Vos consignes: Extrayez des enregistrements ci-dessous chaque ligne qui contient la chaîne « Query ». Tenez compte de la casse.

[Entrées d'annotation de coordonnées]
┌────────

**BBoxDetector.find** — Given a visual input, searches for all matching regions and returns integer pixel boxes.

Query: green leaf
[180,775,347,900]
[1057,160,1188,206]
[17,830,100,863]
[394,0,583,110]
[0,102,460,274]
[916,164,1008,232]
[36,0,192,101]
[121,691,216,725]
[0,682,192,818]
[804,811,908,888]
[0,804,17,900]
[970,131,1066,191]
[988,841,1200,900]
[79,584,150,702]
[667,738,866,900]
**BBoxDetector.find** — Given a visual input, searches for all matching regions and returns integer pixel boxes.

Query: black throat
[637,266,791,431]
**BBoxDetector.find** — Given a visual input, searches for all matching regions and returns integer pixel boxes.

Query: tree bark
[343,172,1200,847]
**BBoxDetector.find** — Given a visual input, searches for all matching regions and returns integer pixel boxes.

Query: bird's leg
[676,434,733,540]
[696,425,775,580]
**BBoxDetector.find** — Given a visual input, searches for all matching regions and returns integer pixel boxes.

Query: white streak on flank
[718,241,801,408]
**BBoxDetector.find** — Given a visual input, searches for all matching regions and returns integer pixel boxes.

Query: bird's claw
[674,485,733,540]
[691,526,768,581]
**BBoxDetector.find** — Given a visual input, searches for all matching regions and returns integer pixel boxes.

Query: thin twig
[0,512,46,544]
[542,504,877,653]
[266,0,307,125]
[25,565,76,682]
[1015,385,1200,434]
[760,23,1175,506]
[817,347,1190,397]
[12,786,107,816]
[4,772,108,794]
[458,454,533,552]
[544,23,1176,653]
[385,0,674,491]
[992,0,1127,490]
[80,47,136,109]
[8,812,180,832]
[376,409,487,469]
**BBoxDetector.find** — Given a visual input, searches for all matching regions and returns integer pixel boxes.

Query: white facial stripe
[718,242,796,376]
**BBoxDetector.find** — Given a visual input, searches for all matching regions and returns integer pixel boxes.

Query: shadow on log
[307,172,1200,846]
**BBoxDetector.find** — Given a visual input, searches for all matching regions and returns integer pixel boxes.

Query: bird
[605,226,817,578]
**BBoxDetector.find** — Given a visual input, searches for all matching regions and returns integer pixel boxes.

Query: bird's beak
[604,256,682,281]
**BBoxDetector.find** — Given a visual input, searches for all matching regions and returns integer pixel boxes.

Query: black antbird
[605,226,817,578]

└────────

Réponse à l'exercice:
Query: green leaf
Query: black throat
Query: tree bark
Query: bird's leg
Query: white streak on flank
Query: bird's claw
Query: thin twig
Query: white facial stripe
Query: shadow on log
Query: bird
Query: bird's beak
Query: black antbird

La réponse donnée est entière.